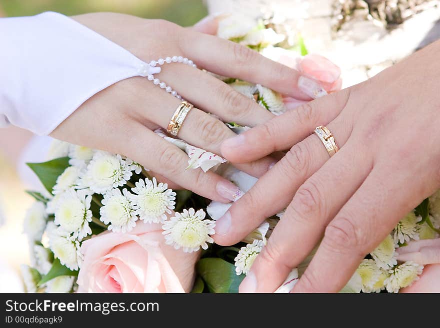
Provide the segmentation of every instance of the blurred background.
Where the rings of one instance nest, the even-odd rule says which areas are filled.
[[[115,11],[184,26],[208,12],[270,17],[300,33],[309,52],[339,65],[344,87],[440,38],[440,0],[0,0],[0,17],[48,10]],[[42,161],[44,144],[18,128],[0,129],[0,292],[22,290],[17,274],[29,259],[22,226],[32,202],[24,191],[36,184],[24,162]]]

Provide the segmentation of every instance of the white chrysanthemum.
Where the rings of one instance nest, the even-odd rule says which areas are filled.
[[[201,168],[205,173],[210,169],[220,165],[227,161],[223,157],[216,155],[204,149],[198,148],[186,144],[185,151],[188,154],[188,167],[186,168]]]
[[[245,45],[258,45],[264,48],[279,43],[284,38],[284,35],[278,34],[272,28],[254,29],[246,34],[240,43]]]
[[[91,202],[87,191],[68,189],[62,194],[55,211],[55,224],[80,240],[92,234],[88,226],[92,222]]]
[[[378,281],[373,285],[371,290],[371,293],[380,293],[382,291],[385,289],[385,281],[390,277],[390,273],[388,271],[380,269],[380,274]]]
[[[186,253],[196,252],[200,247],[208,249],[207,243],[214,242],[210,235],[216,233],[216,221],[205,219],[206,215],[203,210],[196,212],[192,208],[176,212],[162,226],[166,243],[176,250],[182,247]]]
[[[44,228],[48,214],[44,203],[36,202],[28,210],[24,217],[24,232],[31,240],[41,239]]]
[[[256,85],[244,81],[236,81],[229,84],[232,89],[250,99],[254,99],[254,95],[256,92]]]
[[[100,209],[100,220],[106,224],[110,224],[108,230],[114,232],[127,232],[136,225],[138,217],[132,204],[130,194],[126,188],[120,192],[118,188],[104,194],[102,206]]]
[[[74,286],[74,277],[58,276],[46,284],[46,293],[70,293]]]
[[[370,254],[380,268],[390,269],[397,264],[396,243],[391,235],[388,235]]]
[[[280,115],[286,111],[280,94],[260,84],[257,84],[256,87],[260,93],[259,103],[260,105],[275,115]]]
[[[417,223],[422,220],[422,217],[416,216],[414,212],[408,213],[394,228],[394,240],[396,243],[403,244],[411,239],[418,240],[418,228]]]
[[[68,152],[70,158],[69,164],[80,168],[84,167],[90,162],[94,152],[94,150],[88,147],[70,145]]]
[[[134,214],[146,223],[164,222],[166,213],[170,214],[174,209],[176,193],[168,189],[168,185],[160,182],[156,178],[152,181],[146,178],[136,182],[132,191],[136,194],[131,196]]]
[[[267,242],[266,234],[269,231],[270,225],[268,221],[264,221],[258,228],[246,236],[242,241],[246,244],[252,244],[255,240],[262,240],[266,244]]]
[[[237,276],[242,273],[247,275],[250,267],[264,246],[262,240],[254,240],[252,244],[248,244],[240,249],[238,254],[234,259],[236,273]]]
[[[60,228],[52,231],[48,237],[49,245],[55,257],[71,270],[78,270],[84,259],[78,240]]]
[[[68,156],[70,146],[70,144],[68,142],[56,139],[54,139],[49,147],[46,159],[50,161],[56,158],[65,157]]]
[[[364,293],[371,293],[380,276],[380,269],[373,260],[364,260],[356,270],[362,280]]]
[[[388,293],[397,293],[400,288],[410,286],[418,279],[423,266],[411,261],[405,262],[390,271],[390,277],[384,281]]]
[[[132,173],[120,155],[104,151],[94,153],[81,179],[80,186],[90,188],[96,194],[105,194],[124,186]]]
[[[224,39],[244,37],[256,26],[252,18],[238,15],[230,15],[218,22],[217,36]]]
[[[134,171],[136,174],[140,174],[142,172],[142,165],[138,163],[136,163],[132,159],[128,157],[126,157],[124,160],[128,166],[128,169],[130,171]]]
[[[34,257],[35,266],[37,270],[43,275],[47,274],[52,267],[52,252],[41,245],[34,245],[32,253]]]
[[[56,178],[54,186],[54,195],[59,194],[74,186],[80,177],[80,169],[76,166],[69,166]]]
[[[26,292],[28,293],[36,292],[37,284],[41,278],[38,271],[26,264],[22,264],[20,266],[20,270],[22,272],[23,281],[24,282]]]

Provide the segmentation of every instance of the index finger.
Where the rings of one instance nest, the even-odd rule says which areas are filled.
[[[298,71],[248,47],[194,30],[183,30],[179,38],[182,51],[198,65],[213,73],[262,84],[300,100],[327,94],[318,82],[308,78],[302,81]]]
[[[292,147],[326,125],[344,109],[350,89],[304,104],[257,125],[222,144],[222,155],[232,163],[246,163]]]

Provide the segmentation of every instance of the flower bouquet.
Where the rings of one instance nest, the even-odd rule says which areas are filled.
[[[300,36],[270,22],[228,16],[218,35],[239,42],[320,81],[326,93],[341,86],[339,68],[309,55]],[[302,101],[258,84],[216,76],[278,115]],[[249,128],[226,125],[240,133]],[[156,133],[188,155],[187,169],[216,173],[247,192],[256,179],[218,156]],[[122,155],[55,141],[44,163],[28,163],[46,189],[24,221],[31,254],[22,265],[28,292],[236,293],[282,215],[268,218],[241,242],[214,243],[216,220],[231,206],[188,190],[172,191],[148,168]],[[423,266],[398,263],[396,249],[438,237],[440,195],[425,200],[362,261],[343,292],[396,292]],[[292,271],[277,292],[290,291],[313,256]],[[270,279],[270,278],[268,278]]]

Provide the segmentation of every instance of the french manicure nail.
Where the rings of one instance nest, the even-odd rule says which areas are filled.
[[[235,137],[226,139],[223,142],[223,147],[231,148],[240,147],[244,144],[244,136],[242,134],[239,134]]]
[[[243,192],[232,182],[222,180],[217,183],[216,190],[218,195],[232,202],[235,202],[242,196]]]
[[[230,229],[231,217],[229,211],[216,221],[216,234],[224,236]]]
[[[300,76],[298,79],[298,88],[309,97],[314,99],[320,98],[327,94],[319,83],[305,76]]]
[[[256,292],[256,277],[252,271],[242,282],[238,288],[240,293],[255,293]]]

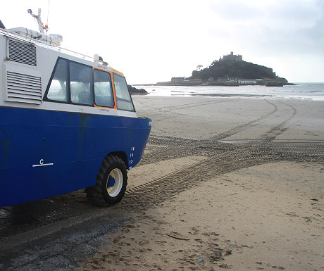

§ Problem statement: Copy out every line of the records that contains the word "flower".

§ Solution to this exercise:
Provide the segmentation of every instance of the flower bouquet.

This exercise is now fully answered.